(Data entries)
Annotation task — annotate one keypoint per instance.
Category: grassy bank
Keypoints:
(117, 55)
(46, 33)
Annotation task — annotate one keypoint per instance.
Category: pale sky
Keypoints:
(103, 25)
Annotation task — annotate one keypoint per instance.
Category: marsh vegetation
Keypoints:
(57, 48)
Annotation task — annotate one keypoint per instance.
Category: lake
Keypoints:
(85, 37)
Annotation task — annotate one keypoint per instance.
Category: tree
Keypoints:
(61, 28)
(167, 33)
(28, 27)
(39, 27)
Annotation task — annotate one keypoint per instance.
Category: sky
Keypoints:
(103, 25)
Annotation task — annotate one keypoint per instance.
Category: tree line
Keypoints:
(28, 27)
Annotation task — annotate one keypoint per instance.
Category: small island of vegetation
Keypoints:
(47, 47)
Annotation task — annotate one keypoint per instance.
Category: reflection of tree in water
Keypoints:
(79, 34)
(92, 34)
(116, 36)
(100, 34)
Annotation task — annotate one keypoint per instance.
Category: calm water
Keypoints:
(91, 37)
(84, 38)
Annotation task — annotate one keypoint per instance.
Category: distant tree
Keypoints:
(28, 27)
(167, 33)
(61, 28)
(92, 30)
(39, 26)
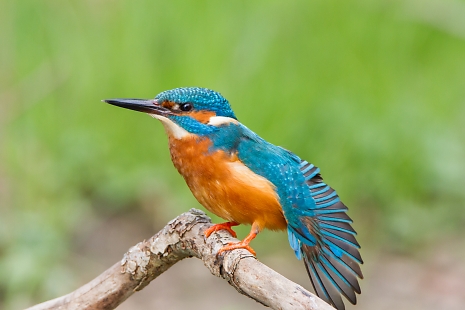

*ASSIGNED TASK*. Lines in the data that include the word "vegetation" should all be copied.

*OUTPUT FOR THIS EXERCISE*.
Category: marsh vegetation
Category: small island of vegetation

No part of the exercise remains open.